**What you will do:**
The expected output is every line from the one containing "like [311, 287]." to the end of the data below, exactly, and no other line.

Photo-based referring expression data
*** Block opens ***
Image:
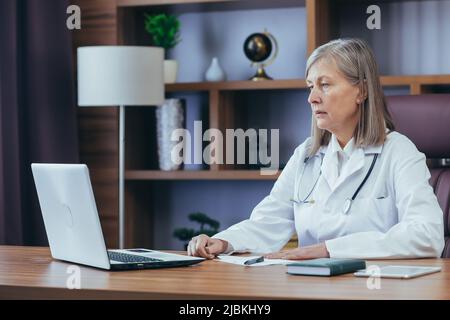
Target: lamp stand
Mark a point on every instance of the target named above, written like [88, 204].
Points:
[122, 177]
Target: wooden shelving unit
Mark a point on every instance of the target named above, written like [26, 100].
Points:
[412, 81]
[140, 175]
[109, 22]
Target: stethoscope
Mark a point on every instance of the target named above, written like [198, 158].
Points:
[348, 201]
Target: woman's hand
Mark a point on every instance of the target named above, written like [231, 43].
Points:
[206, 247]
[302, 253]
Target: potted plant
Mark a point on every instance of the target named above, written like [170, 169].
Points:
[165, 32]
[186, 234]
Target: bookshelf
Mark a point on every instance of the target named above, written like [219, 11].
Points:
[223, 104]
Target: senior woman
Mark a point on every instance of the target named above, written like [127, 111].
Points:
[355, 188]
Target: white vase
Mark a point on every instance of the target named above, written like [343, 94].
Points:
[170, 71]
[215, 71]
[169, 117]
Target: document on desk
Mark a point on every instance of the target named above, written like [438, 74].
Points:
[243, 261]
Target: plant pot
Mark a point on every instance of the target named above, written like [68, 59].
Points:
[170, 71]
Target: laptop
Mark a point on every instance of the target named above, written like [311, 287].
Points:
[73, 226]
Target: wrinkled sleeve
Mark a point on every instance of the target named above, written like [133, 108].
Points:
[420, 230]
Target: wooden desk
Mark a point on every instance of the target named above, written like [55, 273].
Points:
[30, 273]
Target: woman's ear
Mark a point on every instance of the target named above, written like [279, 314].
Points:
[362, 95]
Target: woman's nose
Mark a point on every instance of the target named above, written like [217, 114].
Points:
[314, 97]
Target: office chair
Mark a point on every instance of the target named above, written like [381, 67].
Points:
[425, 119]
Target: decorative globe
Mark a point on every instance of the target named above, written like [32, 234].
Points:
[258, 47]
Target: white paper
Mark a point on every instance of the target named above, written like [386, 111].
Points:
[241, 261]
*** Block closes ***
**Task solution:**
Mark a point on every instance of the target named above, written like [311, 287].
Points:
[73, 226]
Target: wrinkled sleeve
Mark a point on every instance of the target named above, written like [133, 108].
Points:
[420, 230]
Target: wooden desk
Mark a point on every instance of the target named above, written like [55, 273].
Points:
[30, 273]
Target: woman's ear
Mark a point on every instance of the target named above, written like [279, 314].
Points:
[362, 95]
Target: woman's nose
Mark a point on every instance of the target named above, written like [217, 114].
Points:
[314, 97]
Target: office chair
Mark a point on every instance of the target named above, written like [381, 67].
Points:
[425, 119]
Target: decorative globe
Mark a point on every instance of the target named above, written like [32, 234].
Points:
[258, 47]
Target: white paper
Mark a point on every instance of the target named above, written like [386, 111].
Points:
[241, 261]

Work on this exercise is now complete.